Task to carry out: Copy each line below that has "drawer".

Material provided:
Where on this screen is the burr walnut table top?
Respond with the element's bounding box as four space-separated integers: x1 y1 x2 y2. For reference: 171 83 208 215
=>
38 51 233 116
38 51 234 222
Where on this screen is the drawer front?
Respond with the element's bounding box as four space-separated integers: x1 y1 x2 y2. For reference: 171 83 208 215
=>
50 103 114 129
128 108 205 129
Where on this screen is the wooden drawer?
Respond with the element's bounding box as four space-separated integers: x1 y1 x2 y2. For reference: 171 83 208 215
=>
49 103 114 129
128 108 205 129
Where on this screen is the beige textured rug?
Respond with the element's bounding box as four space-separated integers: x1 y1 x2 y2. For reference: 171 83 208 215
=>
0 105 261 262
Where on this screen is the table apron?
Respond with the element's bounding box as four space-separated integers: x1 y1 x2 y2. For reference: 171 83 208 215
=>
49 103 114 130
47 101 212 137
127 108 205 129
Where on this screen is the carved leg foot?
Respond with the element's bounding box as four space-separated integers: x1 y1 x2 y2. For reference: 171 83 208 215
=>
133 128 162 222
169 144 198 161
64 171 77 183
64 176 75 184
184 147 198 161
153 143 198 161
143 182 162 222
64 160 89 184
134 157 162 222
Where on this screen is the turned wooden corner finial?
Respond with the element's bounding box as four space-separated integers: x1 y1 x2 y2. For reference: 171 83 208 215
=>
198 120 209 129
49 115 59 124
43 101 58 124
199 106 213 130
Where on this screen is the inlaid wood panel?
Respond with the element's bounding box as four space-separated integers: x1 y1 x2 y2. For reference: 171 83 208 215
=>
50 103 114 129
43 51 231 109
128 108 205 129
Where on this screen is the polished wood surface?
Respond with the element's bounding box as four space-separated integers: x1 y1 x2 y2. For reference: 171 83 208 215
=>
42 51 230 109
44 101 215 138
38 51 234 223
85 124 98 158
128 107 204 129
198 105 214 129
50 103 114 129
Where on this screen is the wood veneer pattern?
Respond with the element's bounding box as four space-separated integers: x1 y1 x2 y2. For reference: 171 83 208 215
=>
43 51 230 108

Output below:
Where on this screen is the drawer front?
Where on this screen is the wooden drawer?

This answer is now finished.